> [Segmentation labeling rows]
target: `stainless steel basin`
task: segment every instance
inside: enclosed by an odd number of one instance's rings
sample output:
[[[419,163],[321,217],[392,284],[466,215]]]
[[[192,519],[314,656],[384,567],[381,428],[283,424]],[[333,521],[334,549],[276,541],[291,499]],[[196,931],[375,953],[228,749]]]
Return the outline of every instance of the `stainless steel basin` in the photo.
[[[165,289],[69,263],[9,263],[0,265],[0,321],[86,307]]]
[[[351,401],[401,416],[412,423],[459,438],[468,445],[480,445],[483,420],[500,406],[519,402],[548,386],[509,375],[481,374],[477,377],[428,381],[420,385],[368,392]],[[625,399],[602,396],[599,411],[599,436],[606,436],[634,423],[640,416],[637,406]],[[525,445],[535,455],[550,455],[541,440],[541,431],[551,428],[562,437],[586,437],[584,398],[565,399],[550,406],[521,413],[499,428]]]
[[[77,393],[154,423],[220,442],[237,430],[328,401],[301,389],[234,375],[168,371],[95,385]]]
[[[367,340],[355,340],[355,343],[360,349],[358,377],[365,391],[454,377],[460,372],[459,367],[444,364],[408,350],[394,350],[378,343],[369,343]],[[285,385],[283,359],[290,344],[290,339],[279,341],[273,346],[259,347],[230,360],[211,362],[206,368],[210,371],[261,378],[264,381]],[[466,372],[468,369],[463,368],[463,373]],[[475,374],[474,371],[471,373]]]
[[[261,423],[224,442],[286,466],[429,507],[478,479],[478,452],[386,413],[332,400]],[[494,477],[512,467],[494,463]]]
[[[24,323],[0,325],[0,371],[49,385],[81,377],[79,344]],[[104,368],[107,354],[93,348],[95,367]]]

> [Aim] Rewrite every line of the rows above, swapping each "stainless steel basin" for "ceramic washbasin" and leaving all other text unchanged.

> [Written response]
target: `ceramic washbasin`
task: segment every instance
inside: enclosed by an odd number of one instance's rings
sample output:
[[[419,163],[321,217],[392,284],[466,215]]]
[[[192,519],[314,656],[384,567],[381,428],[283,424]],[[333,521],[334,549],[276,541],[291,499]],[[196,931],[375,953],[228,749]]]
Return the outline of every instance of the `ceramic washbasin` in the photo.
[[[165,289],[69,263],[9,263],[0,265],[0,321],[86,307]]]
[[[351,401],[401,416],[412,423],[459,438],[468,445],[480,445],[483,420],[500,406],[519,402],[548,386],[509,375],[481,374],[477,377],[428,381],[420,385],[368,392]],[[625,399],[602,396],[599,411],[599,436],[606,436],[634,423],[640,416],[637,406]],[[525,445],[535,455],[550,455],[541,440],[541,431],[551,428],[562,437],[586,437],[584,398],[565,399],[550,406],[521,413],[499,428]]]
[[[77,393],[154,423],[220,442],[237,430],[328,401],[301,389],[234,375],[168,371],[95,385]]]
[[[367,340],[355,340],[355,343],[360,349],[358,377],[365,391],[454,377],[460,372],[459,367],[444,364],[408,350],[394,350],[378,343],[369,343]],[[285,385],[283,359],[290,344],[290,339],[279,341],[273,346],[259,347],[230,360],[211,362],[206,368],[210,371],[261,378],[264,381]],[[466,372],[468,369],[463,368],[463,373]],[[475,374],[474,371],[471,373]]]
[[[261,423],[224,442],[286,466],[429,507],[478,479],[478,452],[386,413],[332,400]],[[494,477],[512,467],[494,463]]]
[[[24,323],[0,325],[0,371],[49,385],[81,377],[79,344]],[[104,368],[107,354],[93,348],[95,367]]]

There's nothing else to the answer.